## Begin GIVEN DATA
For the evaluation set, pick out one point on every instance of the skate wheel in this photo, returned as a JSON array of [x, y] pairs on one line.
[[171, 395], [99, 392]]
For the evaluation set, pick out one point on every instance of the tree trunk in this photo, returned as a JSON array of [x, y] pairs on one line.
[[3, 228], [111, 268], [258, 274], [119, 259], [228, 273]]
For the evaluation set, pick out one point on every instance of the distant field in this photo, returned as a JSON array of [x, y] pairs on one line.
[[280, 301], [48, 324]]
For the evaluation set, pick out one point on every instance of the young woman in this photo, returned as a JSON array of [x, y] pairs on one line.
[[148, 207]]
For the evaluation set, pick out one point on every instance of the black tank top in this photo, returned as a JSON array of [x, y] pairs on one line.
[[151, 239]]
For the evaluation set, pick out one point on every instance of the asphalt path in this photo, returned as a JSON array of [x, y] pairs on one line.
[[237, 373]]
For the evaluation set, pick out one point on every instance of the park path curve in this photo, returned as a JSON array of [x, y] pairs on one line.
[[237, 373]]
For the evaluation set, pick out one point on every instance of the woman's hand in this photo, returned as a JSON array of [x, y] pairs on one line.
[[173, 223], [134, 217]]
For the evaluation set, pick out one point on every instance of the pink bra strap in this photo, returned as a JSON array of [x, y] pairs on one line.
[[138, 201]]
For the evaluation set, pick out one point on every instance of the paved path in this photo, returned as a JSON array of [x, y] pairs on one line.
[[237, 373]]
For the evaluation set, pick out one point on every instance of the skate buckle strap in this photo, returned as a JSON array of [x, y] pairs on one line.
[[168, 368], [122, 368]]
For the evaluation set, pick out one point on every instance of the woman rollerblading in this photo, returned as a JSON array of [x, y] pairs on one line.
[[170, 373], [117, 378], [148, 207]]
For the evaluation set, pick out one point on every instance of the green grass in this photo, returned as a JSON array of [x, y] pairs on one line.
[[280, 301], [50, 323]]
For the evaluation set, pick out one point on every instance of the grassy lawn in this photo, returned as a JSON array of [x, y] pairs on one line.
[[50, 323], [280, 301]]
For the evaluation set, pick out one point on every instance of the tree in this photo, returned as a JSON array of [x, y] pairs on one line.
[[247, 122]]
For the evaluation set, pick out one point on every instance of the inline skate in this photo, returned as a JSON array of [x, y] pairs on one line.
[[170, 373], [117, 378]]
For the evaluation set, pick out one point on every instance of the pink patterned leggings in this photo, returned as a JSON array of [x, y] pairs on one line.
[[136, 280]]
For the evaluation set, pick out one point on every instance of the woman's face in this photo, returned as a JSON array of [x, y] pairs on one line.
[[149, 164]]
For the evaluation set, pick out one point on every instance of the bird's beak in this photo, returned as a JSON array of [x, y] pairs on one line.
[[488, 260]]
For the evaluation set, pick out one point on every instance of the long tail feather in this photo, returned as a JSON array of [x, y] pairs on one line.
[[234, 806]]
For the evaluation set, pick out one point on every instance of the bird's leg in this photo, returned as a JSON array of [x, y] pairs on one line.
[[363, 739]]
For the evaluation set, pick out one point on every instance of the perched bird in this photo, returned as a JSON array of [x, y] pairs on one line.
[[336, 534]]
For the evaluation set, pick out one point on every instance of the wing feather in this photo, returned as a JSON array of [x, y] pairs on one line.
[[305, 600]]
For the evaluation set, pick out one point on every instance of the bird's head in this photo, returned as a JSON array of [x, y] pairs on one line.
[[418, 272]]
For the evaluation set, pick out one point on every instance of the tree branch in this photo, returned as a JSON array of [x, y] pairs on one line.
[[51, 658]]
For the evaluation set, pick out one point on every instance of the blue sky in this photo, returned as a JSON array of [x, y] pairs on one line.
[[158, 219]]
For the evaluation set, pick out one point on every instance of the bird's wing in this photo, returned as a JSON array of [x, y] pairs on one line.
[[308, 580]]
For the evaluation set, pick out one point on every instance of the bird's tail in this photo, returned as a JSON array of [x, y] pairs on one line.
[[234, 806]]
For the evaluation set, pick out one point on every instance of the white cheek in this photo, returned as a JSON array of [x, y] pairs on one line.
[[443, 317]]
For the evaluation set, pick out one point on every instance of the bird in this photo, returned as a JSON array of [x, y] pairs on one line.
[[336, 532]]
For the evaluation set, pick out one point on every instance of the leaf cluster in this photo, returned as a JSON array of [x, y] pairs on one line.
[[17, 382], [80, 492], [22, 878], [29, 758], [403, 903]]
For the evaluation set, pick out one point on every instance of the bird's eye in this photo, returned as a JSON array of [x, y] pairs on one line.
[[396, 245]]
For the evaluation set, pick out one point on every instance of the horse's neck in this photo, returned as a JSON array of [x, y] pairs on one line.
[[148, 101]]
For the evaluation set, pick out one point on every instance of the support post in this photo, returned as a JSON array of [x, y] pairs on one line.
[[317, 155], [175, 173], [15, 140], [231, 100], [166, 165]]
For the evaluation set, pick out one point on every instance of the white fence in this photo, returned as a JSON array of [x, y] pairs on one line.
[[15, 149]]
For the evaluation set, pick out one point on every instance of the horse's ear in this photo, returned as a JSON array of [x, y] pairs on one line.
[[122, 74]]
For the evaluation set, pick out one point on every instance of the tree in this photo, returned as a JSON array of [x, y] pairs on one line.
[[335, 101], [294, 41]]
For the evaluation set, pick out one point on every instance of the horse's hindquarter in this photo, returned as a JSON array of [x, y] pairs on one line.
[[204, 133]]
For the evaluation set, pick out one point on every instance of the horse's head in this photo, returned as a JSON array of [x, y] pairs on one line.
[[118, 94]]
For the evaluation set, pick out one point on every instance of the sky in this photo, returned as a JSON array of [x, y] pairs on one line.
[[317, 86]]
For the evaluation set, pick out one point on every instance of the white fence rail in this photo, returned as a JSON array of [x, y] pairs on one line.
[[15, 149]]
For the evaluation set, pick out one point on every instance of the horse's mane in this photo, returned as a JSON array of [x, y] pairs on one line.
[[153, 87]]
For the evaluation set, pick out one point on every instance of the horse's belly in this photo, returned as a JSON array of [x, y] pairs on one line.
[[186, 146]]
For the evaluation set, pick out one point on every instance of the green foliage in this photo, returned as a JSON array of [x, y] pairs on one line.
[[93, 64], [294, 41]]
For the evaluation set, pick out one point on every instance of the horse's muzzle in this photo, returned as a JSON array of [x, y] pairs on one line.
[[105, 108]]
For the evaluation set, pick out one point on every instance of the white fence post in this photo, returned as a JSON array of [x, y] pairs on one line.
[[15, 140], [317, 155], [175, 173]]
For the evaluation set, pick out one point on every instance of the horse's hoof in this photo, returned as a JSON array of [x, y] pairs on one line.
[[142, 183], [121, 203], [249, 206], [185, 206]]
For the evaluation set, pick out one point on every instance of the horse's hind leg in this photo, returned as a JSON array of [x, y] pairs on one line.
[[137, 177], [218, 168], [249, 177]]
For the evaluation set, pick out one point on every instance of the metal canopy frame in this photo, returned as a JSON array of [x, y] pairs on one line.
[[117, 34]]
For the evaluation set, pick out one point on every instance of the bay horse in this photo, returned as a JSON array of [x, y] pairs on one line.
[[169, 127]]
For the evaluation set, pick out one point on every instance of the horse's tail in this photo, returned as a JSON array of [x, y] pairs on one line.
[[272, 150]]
## End GIVEN DATA
### [BRIEF]
Rewrite the records starting at the line containing "the bird's head" and ending at the line containing "[[158, 219]]", keeping the requests unchanged. Offset every x and y coordinate in the answers by adding 59.

### [WRITTEN SOLUTION]
For the evaluation set, pick out one point on every instance of the bird's head in this photo, returned as a JSON array of [x, y] pairs on one line.
[[477, 331]]
For the evaluation set, pick out one point on every instance of the tree branch in this photo, returned as a JSON array of [x, y] pairs on one line.
[[110, 717]]
For the evaluation set, pick out one point on every instance of the blue sky in this photo, returned as a JSON array of [x, y] pairs on one line.
[[217, 278]]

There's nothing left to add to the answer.